*** Begin section ***
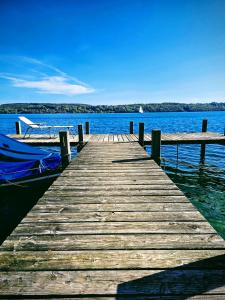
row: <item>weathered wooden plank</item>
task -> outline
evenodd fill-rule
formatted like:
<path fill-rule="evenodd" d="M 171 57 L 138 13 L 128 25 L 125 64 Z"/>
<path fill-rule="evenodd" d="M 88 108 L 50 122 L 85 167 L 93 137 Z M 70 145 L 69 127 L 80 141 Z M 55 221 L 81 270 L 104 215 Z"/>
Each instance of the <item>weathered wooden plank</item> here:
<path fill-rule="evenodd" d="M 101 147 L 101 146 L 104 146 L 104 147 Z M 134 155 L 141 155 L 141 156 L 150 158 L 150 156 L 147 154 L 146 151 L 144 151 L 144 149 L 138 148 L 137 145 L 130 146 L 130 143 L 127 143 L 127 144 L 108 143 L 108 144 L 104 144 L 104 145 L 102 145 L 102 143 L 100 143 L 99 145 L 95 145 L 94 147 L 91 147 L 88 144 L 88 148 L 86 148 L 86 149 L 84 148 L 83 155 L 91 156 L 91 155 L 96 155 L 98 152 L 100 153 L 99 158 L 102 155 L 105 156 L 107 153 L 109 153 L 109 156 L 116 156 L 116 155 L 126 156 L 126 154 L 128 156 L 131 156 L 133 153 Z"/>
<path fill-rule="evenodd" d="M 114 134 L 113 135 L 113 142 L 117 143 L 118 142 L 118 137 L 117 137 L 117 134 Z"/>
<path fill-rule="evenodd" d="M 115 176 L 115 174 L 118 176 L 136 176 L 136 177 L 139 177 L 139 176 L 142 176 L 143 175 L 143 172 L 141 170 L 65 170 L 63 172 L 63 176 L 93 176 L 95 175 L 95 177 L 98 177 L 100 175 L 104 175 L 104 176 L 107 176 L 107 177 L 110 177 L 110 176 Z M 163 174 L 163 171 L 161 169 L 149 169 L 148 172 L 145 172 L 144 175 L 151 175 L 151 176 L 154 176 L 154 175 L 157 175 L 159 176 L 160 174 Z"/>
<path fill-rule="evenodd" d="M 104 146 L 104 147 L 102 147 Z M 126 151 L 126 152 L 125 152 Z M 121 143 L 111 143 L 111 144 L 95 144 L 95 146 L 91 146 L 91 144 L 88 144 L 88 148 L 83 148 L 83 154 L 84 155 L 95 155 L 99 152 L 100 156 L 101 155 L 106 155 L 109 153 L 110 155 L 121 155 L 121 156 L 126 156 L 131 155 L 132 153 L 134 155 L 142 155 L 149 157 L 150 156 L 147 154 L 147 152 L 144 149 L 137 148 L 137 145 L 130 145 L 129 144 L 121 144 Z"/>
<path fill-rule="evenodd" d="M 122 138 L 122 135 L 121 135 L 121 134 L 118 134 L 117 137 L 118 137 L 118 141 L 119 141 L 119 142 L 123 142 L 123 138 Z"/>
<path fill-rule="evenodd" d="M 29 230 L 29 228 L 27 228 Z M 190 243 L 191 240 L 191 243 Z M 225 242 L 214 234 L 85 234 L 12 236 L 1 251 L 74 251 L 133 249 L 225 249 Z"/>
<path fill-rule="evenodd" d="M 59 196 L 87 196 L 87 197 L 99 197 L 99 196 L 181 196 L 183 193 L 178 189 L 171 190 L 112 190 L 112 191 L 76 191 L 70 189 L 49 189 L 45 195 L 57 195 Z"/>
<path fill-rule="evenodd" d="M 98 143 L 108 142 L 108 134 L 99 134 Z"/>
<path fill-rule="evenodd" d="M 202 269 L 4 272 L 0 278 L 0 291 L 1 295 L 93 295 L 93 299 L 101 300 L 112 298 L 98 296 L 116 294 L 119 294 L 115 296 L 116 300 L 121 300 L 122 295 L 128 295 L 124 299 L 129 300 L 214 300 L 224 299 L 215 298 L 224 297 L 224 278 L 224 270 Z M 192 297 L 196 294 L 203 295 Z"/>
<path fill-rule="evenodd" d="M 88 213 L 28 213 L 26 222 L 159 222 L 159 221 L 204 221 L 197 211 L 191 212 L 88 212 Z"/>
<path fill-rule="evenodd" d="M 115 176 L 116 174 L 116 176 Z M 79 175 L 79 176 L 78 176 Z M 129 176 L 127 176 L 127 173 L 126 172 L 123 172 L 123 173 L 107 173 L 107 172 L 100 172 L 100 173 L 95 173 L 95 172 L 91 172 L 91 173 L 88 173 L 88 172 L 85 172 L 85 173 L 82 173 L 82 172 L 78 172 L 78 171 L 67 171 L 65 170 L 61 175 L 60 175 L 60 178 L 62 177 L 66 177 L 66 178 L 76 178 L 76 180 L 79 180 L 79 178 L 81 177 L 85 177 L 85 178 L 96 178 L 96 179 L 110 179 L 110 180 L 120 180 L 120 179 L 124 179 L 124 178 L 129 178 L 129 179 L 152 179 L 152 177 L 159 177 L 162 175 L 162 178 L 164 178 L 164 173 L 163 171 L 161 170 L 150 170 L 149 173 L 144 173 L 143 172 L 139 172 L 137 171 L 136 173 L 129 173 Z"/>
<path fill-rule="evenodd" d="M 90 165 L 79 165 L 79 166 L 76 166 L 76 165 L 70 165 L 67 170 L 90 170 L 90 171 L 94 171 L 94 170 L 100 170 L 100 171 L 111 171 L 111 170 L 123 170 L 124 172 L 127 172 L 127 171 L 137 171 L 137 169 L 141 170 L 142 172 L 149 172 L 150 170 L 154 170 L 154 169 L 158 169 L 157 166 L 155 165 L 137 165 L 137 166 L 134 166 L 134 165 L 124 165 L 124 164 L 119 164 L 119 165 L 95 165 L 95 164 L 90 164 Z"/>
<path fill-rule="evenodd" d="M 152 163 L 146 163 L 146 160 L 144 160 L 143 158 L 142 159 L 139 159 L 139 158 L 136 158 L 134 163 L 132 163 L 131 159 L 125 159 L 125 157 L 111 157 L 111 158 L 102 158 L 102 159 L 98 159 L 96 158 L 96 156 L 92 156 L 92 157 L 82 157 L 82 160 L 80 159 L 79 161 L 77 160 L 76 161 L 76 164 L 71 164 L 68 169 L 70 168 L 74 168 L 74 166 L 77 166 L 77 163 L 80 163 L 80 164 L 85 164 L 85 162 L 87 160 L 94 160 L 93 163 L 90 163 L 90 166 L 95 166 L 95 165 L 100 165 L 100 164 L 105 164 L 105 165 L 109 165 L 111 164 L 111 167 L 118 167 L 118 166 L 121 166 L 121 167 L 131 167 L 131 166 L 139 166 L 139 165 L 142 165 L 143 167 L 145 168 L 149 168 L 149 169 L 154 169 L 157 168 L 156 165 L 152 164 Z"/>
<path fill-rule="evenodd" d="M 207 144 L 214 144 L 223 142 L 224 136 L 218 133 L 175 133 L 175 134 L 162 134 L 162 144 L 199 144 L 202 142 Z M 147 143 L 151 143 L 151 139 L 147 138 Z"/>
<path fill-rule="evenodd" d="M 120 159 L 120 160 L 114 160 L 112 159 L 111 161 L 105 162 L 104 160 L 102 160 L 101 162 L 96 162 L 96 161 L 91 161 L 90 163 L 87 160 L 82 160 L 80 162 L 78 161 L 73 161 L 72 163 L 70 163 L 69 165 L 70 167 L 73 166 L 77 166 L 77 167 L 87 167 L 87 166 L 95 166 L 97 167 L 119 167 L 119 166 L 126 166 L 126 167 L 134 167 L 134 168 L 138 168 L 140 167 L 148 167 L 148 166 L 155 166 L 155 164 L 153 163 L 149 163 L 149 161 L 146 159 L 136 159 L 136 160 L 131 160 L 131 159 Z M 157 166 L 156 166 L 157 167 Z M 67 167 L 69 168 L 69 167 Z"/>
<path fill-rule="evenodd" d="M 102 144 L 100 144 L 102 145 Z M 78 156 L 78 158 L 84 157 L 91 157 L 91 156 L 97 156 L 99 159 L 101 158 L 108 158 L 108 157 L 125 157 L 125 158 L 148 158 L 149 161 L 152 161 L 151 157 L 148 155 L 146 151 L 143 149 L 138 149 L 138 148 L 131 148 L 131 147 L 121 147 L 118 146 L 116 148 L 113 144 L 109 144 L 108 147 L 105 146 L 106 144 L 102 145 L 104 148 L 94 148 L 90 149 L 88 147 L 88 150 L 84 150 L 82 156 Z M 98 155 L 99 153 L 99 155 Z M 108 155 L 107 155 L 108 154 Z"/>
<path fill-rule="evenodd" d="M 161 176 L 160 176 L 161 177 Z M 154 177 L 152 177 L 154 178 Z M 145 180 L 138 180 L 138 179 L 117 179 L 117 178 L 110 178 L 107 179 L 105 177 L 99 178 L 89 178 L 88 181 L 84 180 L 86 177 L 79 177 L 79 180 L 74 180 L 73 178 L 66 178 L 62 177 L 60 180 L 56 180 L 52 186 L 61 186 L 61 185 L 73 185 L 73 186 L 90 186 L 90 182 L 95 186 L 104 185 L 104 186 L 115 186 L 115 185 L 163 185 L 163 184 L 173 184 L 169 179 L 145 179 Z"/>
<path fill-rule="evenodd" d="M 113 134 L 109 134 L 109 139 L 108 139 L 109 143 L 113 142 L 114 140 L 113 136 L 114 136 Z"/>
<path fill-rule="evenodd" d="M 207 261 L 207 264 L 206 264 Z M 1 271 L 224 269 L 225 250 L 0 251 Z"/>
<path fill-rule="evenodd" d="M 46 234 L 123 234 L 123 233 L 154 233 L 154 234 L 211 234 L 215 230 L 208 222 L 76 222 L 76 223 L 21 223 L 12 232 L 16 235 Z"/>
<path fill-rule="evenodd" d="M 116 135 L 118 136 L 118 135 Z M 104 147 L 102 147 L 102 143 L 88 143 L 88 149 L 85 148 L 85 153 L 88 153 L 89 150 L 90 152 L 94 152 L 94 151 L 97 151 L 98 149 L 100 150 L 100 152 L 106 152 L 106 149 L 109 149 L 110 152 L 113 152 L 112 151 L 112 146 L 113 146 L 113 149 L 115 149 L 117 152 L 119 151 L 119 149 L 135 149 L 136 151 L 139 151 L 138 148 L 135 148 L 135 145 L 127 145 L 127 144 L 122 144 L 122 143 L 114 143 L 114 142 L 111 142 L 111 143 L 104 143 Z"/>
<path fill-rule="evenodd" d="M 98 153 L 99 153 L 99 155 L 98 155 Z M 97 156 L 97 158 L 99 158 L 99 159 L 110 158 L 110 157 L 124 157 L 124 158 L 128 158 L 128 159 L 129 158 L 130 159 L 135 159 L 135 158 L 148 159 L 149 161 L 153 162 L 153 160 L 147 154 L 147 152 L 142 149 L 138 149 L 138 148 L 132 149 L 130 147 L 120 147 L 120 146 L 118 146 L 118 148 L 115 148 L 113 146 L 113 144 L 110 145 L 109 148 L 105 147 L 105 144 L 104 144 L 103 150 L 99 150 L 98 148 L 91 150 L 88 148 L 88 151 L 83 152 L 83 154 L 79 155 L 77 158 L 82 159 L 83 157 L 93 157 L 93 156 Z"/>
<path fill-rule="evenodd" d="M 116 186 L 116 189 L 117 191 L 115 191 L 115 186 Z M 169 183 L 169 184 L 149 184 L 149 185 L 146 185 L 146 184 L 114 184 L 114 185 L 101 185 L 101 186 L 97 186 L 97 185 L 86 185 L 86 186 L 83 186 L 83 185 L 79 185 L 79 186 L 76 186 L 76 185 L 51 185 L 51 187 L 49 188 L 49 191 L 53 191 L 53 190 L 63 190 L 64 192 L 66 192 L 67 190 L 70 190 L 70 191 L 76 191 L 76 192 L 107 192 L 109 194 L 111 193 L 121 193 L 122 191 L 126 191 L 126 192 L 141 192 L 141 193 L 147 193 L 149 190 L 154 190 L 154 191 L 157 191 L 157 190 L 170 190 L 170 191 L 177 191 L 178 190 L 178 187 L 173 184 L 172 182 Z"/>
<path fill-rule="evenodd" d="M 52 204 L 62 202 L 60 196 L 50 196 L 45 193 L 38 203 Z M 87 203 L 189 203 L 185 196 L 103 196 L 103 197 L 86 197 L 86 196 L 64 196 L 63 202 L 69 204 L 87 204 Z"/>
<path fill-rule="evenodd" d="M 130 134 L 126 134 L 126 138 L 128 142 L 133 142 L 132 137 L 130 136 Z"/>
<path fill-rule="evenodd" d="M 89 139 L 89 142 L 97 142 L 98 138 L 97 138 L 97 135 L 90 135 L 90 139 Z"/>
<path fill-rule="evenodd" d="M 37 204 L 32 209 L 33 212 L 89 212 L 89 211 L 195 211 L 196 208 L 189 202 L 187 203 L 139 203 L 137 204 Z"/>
*** End section ***
Each line from the first line of the listing through the line with "88 108 L 50" must be printed exactly, both ends included, and no picture may appear.

» **Task output**
row: <item>weathered wooden plank</item>
task -> outline
evenodd fill-rule
formatted like:
<path fill-rule="evenodd" d="M 171 57 L 138 13 L 128 25 L 125 64 Z"/>
<path fill-rule="evenodd" d="M 88 108 L 50 122 L 85 167 L 93 137 Z M 70 145 L 69 127 L 80 141 Z M 55 221 L 81 270 L 104 215 Z"/>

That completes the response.